» **Objective**: According to the news release on Equity in Energy Ambassadors and Champions, which office developed the Equity in Energy initiative?

» **Document excerpt**:

Leaders back diversity and access for all in the energy sector
Columbia, SC- (August 27, 2020) – The U.S. Department of Energy (DOE) announced the first slate of Equity in Energy Ambassadors and Champions, a key feature of the agency’s push for an energy economy for everyone.
The Ambassadors are high-profile individuals from academia, energy companies, and community organizations, who will be sharing updates about Equity in Energy with their networks, attending Equity in Energy events, and speaking out about the importance of diversity in energy. Champions are U.S. Department of Energy leaders who are tasked with evaluating their portfolios to ensure every possible measure is being taken for outreach, support, and full accessibility for all.
“I am honored to have been selected to serve alongside a diverse team of professionals from across the country,” said Dr. Roslyn Clark Artis, President and CEO. “I look forward to representing Benedict College and the broader Historically Black College/University (HBCU) sector as we work collaboratively to ensure equitable opportunities for our students and graduates within the energy sector. I am fully committed to the training and development of diverse talent to meet the growing workforce demands of the critical energy economy.”
The Office of Economic Impact and Diversity developed the Equity in Energy initiative to expand minorities, women, veteran, and formerly incarcerated persons participation rate in energy jobs, energy procurements, and energy accessibility. In these commonly underserved communities, links are often missing to information about engaging in the energy economy and resources to get affordable access to energy.

Pointing entries
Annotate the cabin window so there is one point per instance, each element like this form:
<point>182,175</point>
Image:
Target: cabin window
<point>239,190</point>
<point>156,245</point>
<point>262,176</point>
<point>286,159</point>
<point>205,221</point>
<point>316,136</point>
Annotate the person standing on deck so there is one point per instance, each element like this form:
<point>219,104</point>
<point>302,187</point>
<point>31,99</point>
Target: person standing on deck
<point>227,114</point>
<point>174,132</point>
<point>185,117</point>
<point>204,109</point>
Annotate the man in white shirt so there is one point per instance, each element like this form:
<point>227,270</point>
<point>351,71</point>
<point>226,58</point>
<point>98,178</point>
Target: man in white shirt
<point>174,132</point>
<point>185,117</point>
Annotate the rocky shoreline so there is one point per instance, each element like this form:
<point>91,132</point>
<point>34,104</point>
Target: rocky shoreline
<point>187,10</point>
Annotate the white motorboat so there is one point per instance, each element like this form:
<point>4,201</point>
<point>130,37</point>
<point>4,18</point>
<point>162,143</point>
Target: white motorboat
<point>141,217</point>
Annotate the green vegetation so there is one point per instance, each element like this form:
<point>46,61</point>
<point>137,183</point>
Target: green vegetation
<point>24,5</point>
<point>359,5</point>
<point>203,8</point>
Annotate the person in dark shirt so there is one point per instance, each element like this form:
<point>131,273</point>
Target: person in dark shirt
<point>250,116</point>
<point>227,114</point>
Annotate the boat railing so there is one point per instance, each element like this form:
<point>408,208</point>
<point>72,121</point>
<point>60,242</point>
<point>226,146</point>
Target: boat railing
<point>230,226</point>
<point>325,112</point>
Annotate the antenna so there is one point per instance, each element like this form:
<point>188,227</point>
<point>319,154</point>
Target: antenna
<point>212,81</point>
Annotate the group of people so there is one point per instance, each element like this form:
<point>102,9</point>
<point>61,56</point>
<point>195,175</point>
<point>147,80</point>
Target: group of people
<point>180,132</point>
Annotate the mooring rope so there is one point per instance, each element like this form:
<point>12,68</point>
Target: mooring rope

» **Result**: The Office of Economic Impact and Diversity